Geoffrey Stern 08:23
Yeah, it’s a continuation there’s and you know, we always talk about the artificial division of one Pasha to another, but this clearly is a continuation, and God so to speak, hasn’t finished speaking. And, and the flip side of being just an ezrach, just a settler, a renter on the land, is that you definitely can, and we talked about it last week, that you can be discarded from the land. But what I am amazed by is the poetry The Haunting way that it describes what it’s like to be in exile, and of course, for the biblical critics who claim that parts of the total were written much later, that may have been written in exile, you can say, hey, you know, I get it. This is written where people have experienced this. And for people that believe that the Torah is prophetic. How prophetic can you get? And there’s this recurring theme of the neurosis, the psychology of being alienated from your land, where you feel you’re being pursued, and there is no pursuer there. That just blew me away.
Adam Mintz 09:49
I would agree with what you said. And I would say it just a little differently. And I would say is, wow, I was psychological, the Torah is. Right, the worst fear is to feel like you’re being pursued. But to have no pursuer. It’s one thing to be pursued. Because if you’re pursued, you know what, you know where to run away to. But if you just feel pursued all the time, that’s really scary, because there’s no pursuer. But what you said is also interesting. The poetry… this part of the Torah is called Vetochacha, which is the warnings, and the tradition and synagogue is to read these verses in a in an undertone, which is really interesting. And that it’s symbolically to say, God, I hope you don’t hear this. And you got you got to eat that up. Right? God, I hope you don’t hear this.

== Data segment ==
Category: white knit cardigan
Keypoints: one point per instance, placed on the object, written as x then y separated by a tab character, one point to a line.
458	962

== Problems ==
1 – In the conversation, what does Adam Mintz say this part of the Torah is called?
2 – According to Adam Mintz in the conversation, why is feeling pursued with no pursuer worse than actually being pursued?
Answer using only the conversation.

== Responses ==
1 – It is called Vetochacha, which means the warnings.

2 – If you are actually pursued, you know where to run away to. Feeling pursued all the time is really scary because there is no pursuer.